------ TRECHO DO DOCUMENTO ------

Nesse contexto, como bem pondera Marcos Paulo Dutra Santos, ainda que já tenha sido apresentada a denúncia e, consequentemente, esteja preclusa a primeira finalidade processual do ANPP (evitar a instauração da ação criminal), persiste hígido o escopo material do instituto negocial, qual seja: a conservação do estado de inocência e da liberdade.


A esse respeito esclarece o autor que “em sendo novatio legis in mellius, a retroação aos processos em curso é mandatória por imposição constitucional (art. 5º, XL, da CRFB/88), não lhe sendo oponível o ato jurídico perfeito”. E ainda, “o ANPP, à semelhança da transação penal, incide sobre as instruções criminais em curso, independentemente de a denúncia ter sido, ou não, recebida, seja por força da retroatividade da Lei nº 13.964/19, seja em razão da desclassificação da imputação, pelo juízo processante ou em sede recursal, para outra que comporte o benefício.”(SANTOS, Marcos Paulo D. Comentários ao Pacote Anticrime. São Paulo: Grupo GEN, 2022, p. 207 e 208, respectivamente).

------ DADOS FORNECIDOS ------

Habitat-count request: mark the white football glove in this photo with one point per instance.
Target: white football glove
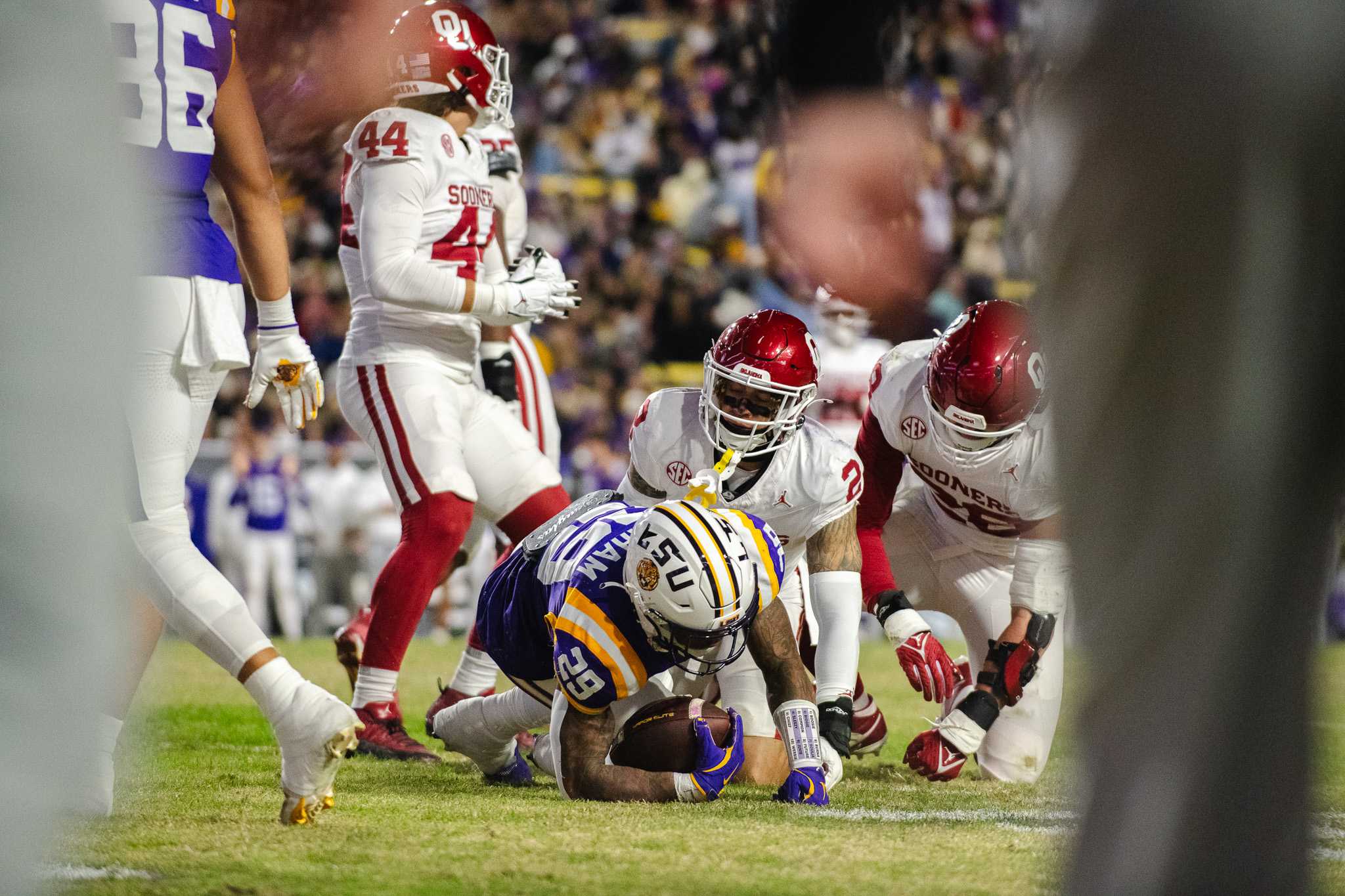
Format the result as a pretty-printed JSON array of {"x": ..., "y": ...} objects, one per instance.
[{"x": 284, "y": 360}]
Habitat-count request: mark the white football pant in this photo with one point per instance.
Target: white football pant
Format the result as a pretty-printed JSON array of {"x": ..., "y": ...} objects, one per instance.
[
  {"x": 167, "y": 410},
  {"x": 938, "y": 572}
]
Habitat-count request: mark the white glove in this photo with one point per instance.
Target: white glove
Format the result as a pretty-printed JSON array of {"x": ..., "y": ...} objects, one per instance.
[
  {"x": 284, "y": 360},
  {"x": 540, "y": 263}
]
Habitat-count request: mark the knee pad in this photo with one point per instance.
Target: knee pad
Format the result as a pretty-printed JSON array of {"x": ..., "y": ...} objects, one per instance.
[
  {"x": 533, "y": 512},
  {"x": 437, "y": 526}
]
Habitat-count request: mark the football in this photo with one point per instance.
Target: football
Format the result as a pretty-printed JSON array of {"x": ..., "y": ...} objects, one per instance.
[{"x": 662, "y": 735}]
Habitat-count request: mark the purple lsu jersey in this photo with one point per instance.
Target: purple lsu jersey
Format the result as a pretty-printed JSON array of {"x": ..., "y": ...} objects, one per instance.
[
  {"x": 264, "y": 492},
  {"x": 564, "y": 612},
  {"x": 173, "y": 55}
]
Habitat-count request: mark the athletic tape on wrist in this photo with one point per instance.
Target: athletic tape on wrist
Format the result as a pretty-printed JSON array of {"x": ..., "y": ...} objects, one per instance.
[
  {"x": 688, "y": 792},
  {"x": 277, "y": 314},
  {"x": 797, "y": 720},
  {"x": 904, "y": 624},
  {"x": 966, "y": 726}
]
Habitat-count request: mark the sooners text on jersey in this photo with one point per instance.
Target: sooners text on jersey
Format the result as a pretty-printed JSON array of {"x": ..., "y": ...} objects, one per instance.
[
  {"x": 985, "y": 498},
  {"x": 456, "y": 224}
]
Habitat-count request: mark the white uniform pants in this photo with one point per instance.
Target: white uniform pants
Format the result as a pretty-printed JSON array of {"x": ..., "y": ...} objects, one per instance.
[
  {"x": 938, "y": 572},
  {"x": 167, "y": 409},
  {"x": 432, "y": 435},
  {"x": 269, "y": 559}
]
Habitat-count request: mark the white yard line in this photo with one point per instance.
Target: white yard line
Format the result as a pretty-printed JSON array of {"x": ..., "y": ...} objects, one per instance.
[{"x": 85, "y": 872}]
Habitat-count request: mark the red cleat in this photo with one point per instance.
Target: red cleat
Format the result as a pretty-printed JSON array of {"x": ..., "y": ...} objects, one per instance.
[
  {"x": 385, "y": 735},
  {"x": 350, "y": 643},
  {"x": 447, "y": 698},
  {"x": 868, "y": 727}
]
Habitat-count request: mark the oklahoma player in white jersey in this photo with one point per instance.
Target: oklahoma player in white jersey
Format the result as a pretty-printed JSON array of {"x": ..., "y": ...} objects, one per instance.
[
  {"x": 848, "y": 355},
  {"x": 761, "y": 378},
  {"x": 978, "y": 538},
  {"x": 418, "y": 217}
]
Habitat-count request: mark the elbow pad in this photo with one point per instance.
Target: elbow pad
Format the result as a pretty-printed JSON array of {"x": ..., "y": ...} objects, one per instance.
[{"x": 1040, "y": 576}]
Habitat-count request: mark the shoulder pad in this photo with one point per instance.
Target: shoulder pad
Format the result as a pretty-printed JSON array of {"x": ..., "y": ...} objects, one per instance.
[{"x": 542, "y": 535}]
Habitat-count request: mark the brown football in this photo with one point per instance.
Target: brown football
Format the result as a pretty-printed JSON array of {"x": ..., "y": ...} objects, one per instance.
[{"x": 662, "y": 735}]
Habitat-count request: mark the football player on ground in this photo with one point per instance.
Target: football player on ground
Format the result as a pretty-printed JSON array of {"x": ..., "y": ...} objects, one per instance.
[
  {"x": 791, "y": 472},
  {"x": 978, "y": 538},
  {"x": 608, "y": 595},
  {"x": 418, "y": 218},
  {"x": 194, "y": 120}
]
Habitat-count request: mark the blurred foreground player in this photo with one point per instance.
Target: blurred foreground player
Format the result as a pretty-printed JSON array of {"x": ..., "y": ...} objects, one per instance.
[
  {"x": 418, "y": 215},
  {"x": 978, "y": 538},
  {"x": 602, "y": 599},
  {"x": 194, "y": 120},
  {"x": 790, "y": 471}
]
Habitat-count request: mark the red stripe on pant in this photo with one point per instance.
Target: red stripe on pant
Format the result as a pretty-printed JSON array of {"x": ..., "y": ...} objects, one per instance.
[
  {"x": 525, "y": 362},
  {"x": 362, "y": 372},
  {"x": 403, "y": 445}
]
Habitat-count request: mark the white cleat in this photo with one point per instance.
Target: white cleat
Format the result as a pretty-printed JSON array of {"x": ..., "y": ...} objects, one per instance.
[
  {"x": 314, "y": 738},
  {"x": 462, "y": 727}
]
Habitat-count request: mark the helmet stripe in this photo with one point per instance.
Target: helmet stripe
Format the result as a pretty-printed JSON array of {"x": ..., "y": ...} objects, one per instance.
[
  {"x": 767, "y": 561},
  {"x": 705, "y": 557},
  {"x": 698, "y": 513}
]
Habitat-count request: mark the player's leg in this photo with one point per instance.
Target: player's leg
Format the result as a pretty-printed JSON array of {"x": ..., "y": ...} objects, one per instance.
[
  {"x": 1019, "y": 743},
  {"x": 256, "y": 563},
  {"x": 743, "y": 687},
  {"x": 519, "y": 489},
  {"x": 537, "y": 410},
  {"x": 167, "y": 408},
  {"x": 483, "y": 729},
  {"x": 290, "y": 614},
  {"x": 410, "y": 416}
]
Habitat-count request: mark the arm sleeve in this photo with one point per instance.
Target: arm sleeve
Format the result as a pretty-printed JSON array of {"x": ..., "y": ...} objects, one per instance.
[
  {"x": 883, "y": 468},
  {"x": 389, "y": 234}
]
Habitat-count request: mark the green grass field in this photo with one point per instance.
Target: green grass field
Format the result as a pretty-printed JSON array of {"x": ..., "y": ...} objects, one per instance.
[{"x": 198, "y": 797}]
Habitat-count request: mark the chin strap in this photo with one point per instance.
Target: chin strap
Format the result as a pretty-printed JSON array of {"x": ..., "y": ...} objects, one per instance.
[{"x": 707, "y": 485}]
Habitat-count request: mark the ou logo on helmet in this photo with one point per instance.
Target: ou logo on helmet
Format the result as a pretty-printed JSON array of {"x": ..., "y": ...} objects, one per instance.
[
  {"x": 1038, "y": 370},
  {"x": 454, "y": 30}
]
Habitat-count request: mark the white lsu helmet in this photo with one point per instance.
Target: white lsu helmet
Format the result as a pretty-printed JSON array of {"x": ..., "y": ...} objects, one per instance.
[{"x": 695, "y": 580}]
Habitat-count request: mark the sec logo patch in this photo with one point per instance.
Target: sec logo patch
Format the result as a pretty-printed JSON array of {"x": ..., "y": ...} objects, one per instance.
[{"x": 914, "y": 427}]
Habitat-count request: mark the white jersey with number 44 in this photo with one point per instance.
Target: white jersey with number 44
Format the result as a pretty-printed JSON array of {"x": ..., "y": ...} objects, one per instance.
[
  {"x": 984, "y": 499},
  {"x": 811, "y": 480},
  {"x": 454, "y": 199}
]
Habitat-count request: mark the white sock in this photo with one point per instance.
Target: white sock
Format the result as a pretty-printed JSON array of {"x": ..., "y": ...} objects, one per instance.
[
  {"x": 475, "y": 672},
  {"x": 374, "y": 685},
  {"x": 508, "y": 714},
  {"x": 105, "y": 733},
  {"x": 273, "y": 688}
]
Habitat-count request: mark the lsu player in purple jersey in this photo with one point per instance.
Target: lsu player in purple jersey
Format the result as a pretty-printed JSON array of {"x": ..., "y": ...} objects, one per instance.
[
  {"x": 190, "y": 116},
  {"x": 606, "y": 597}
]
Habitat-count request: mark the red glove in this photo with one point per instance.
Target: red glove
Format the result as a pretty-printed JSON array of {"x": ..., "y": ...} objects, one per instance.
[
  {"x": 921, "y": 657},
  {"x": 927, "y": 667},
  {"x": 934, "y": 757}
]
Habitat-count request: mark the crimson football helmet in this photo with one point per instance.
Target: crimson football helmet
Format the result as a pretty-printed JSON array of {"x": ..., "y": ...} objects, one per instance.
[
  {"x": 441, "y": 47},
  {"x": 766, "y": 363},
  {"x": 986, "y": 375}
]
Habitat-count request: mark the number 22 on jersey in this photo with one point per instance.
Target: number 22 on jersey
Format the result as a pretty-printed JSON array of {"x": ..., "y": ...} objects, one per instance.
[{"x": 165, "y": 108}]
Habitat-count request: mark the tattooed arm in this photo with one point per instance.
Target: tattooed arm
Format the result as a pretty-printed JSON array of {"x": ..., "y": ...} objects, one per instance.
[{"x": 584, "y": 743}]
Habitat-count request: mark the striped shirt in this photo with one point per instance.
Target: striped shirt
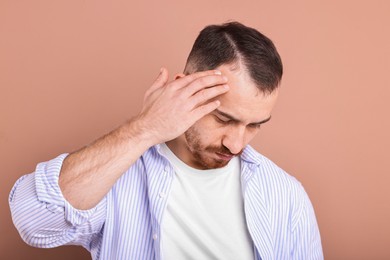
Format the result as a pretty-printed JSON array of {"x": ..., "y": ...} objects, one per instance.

------

» O QUE FAZER
[A] Transcreva o trecho sobre o ANPP entre "Nesse contexto, como" e "e da liberdade.", inclusive.
[B] Segundo o trecho sobre o ANPP, por que a retroação aos processos em curso é obrigatória? Responda em até três frases.
[C] Liste todas as informações da referência bibliográfica que aparece entre parênteses no final do trecho sobre o ANPP.

» RESULTADOS ESPERADOS
[A]
Nesse contexto, como bem pondera Marcos Paulo Dutra Santos, ainda que já tenha sido apresentada a denúncia e, consequentemente, esteja preclusa a primeira finalidade processual do ANPP (evitar a instauração da ação criminal), persiste hígido o escopo material do instituto negocial, qual seja: a conservação do estado de inocência e da liberdade.

[B] Por se tratar de novatio legis in mellius, a retroação aos processos em curso é obrigatória por imposição constitucional (art. 5º, XL, da CRFB/88). Por isso, o ato jurídico perfeito não pode ser oposto a ela.

[C]
Autor: SANTOS, Marcos Paulo D.
Título: Comentários ao Pacote Anticrime
Local: São Paulo
Editora: Grupo GEN
Ano: 2022
Páginas: 207 e 208